# Fragmento del documento
Lecturas Bíblico-Litúrgicas:

1ª lectura: Ga 4,4-5
2ª lectura :Ap 12,1-6
3ª lectura: Lc 1.39-56

 

El acontecimiento al que Pablo se refiere (Ga 4.4) está centrado en Cristo, el Hijo de Dios. Desde nuestro punto de vista, es importante tener en cuenta que dicho acontecimiento tuvo lugar “cuando llegó la plenitud de los tiempos”. Esto quiere decir que lo que Pablo nos cuenta es inseparable de la fase precedente en la historia de la salvación. De esta frase precedente se afirman dos acontecimientos importantes que juzgamos del máximo interés: la Ley y la Mujer.

 

Se trata de afirmar, de entrada, la insuficiencia de la Ley para salvar al hombre (es la tesis fundamental de la teología paulina). Por pura lógica habrá que pensar que “la mujer” hace referencia también, de alguna manera, a la insuficiencia de lo aportado por la primera mujer, existente junto al hombre en la primera creación. Esta “mujer” es presentada en nuestro texto como el camino por el cual llega hasta el hombre el autor de la salvación. En el reemplazamiento de las realidades antiguas e insuficientes por otras nuevas y adecuadas, esta “mujer”  ha debido hacer alguna aportación importante (primera lectura).

 

Tengamos en cuenta que el texto dice a continuación: para redimir a los que estaban bajo la Ley, para que recibiésemos la adopción. Por tanto, esta mujer debe tener algo que ver con dicha “adopción·”. Como cualquier otro ser humano, el autor de la adopción de los hijos de Dios aterriza en nuestra historia por el camino habitual: nace de una mujer. Por consiguiente, es hombre verdadero; posee plenamente nuestra naturaleza humana. Pero hay en él algo nuevo: él interrumpe la línea de la pura descendencia humana, porque es el Hijo de Dios. Llega hasta nosotros para continuar la línea humana renovada, introduciendo en ella el poder de Dios,  que hace  que los hombres  puedan llegar a ser sus hijos (Jn 1,11-13; Ef 2,15).

# Objetivo del ejercicio
Reescribe como lista el párrafo del comentario bíblico que empieza con «El acontecimiento al que Pablo se refiere» y conserva sus datos principales. Los datos no desempeñan ningún papel en este ejercicio.

# Datos proporcionados
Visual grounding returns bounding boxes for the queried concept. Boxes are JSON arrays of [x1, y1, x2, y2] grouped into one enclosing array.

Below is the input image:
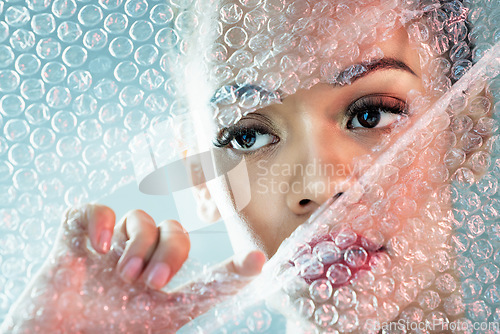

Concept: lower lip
[[290, 235, 384, 288]]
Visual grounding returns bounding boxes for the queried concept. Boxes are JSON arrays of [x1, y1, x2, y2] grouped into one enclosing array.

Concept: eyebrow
[[332, 58, 418, 86]]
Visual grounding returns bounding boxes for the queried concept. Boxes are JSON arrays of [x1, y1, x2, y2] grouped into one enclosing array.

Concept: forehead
[[185, 0, 414, 123]]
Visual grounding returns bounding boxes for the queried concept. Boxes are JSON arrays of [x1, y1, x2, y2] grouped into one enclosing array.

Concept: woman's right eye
[[347, 95, 407, 129], [214, 127, 279, 153]]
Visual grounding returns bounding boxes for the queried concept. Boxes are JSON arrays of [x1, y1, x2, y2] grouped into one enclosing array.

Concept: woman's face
[[201, 29, 423, 257]]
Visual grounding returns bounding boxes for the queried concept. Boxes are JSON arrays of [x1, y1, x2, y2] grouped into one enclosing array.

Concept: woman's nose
[[286, 154, 352, 215]]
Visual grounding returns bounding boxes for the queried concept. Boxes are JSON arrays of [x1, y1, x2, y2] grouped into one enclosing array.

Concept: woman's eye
[[231, 130, 274, 152], [214, 128, 278, 152], [351, 109, 401, 129], [347, 96, 406, 129]]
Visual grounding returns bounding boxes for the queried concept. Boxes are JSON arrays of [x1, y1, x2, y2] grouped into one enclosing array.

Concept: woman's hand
[[0, 205, 265, 333]]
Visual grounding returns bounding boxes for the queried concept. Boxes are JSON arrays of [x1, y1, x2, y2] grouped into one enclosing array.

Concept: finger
[[144, 220, 191, 289], [117, 210, 158, 283], [86, 204, 116, 254], [61, 204, 115, 256]]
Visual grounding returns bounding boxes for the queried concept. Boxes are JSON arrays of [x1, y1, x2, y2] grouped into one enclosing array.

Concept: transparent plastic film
[[184, 44, 500, 333]]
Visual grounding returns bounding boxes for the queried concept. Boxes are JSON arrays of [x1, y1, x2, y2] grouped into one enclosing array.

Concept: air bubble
[[30, 127, 56, 150], [52, 110, 77, 134], [155, 28, 179, 50], [52, 0, 77, 19], [12, 168, 38, 191], [124, 0, 148, 18], [66, 70, 92, 93], [104, 13, 128, 34], [5, 6, 31, 28], [73, 94, 98, 116], [78, 119, 102, 141], [56, 136, 82, 158], [0, 94, 26, 117], [78, 5, 102, 27], [31, 13, 56, 36], [4, 119, 30, 142], [57, 21, 83, 43], [0, 45, 15, 68], [62, 45, 87, 67], [314, 304, 339, 327], [36, 37, 62, 60], [119, 86, 144, 107], [114, 61, 139, 82], [149, 4, 174, 26], [82, 144, 108, 166], [46, 86, 71, 109], [94, 79, 118, 100], [35, 152, 61, 174], [0, 70, 20, 93], [83, 29, 108, 51], [99, 102, 123, 124], [129, 20, 154, 42]]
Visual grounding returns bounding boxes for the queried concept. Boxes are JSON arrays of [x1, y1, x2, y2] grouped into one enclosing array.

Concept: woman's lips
[[290, 231, 385, 288]]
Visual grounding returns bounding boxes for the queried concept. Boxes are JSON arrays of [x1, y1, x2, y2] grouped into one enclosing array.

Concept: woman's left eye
[[215, 128, 278, 152], [347, 96, 406, 129]]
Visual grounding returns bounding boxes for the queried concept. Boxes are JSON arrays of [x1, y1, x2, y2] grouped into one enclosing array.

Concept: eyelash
[[346, 95, 408, 129], [213, 125, 273, 148]]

# Solución escrita
- El acontecimiento al que se refiere Pablo (Ga 4,4) está centrado en Cristo, el Hijo de Dios.
- Tuvo lugar «cuando llegó la plenitud de los tiempos».
- Por eso, lo que cuenta Pablo es inseparable de la fase precedente de la historia de la salvación.
- De esa fase se afirman dos acontecimientos de máximo interés: la Ley y la Mujer.